What is being asked:
Return every line from the records below that has the word "dark".

[Stored data]
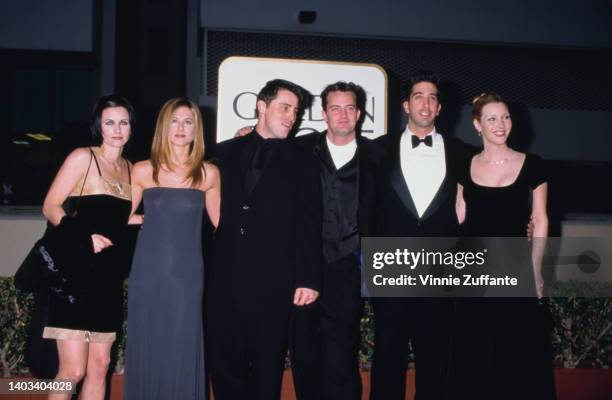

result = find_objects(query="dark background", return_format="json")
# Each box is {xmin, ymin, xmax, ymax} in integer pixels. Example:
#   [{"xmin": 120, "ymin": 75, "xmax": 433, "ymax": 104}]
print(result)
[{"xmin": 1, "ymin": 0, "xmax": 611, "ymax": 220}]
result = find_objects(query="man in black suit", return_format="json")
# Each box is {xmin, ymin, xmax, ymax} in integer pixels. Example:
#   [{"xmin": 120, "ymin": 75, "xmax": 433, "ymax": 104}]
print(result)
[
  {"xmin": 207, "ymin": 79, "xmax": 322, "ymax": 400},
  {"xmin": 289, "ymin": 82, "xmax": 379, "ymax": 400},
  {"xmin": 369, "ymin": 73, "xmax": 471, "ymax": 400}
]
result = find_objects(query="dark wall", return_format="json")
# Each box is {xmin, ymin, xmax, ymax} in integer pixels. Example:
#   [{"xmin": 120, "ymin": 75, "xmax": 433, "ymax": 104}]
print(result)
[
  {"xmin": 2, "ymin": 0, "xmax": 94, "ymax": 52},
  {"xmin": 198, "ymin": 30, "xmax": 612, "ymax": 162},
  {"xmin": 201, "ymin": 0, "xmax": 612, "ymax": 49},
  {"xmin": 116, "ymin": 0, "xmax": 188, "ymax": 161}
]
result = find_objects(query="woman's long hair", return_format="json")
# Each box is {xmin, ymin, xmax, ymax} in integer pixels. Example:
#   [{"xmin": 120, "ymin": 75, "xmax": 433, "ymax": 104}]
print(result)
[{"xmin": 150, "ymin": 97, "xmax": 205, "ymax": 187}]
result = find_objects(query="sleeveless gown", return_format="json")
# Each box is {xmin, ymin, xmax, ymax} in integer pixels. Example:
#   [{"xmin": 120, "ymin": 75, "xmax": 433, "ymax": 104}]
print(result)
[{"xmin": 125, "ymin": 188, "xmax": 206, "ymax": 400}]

---

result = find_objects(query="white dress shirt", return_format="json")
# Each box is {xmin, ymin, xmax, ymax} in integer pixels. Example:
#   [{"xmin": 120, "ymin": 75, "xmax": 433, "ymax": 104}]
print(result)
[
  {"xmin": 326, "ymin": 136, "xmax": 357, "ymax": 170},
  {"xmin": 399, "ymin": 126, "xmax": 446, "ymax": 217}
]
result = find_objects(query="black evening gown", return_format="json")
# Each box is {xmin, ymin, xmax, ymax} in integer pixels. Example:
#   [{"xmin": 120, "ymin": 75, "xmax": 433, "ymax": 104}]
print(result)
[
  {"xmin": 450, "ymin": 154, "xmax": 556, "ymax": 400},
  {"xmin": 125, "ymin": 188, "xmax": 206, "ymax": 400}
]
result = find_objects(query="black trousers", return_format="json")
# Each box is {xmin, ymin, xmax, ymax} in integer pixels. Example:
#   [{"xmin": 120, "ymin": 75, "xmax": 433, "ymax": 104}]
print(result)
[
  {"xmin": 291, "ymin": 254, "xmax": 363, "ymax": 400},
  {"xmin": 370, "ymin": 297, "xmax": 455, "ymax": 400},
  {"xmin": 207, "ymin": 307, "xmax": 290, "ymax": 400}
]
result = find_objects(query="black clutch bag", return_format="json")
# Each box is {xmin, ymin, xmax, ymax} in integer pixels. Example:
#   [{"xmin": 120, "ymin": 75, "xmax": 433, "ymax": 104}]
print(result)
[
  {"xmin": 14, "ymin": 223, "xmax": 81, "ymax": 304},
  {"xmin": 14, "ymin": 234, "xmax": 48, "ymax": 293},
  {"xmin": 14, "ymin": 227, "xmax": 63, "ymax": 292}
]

--

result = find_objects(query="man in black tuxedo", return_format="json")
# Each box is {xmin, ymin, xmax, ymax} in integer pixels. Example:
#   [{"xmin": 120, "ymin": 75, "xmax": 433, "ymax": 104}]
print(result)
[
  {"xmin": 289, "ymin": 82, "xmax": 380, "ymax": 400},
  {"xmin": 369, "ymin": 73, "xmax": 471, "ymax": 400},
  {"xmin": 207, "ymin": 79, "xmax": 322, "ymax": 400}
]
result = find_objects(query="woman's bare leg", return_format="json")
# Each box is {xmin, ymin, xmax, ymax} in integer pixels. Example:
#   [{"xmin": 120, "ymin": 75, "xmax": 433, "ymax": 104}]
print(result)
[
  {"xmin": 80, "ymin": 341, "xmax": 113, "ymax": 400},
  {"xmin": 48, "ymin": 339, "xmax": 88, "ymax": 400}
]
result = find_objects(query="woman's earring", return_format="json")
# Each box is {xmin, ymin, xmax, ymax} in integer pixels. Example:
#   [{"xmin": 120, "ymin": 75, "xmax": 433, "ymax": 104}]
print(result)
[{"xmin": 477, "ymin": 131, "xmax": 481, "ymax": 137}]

Output of the exercise:
result = find_objects(query="dark background", return_format="json")
result = find_objects(query="dark wall", return_format="json")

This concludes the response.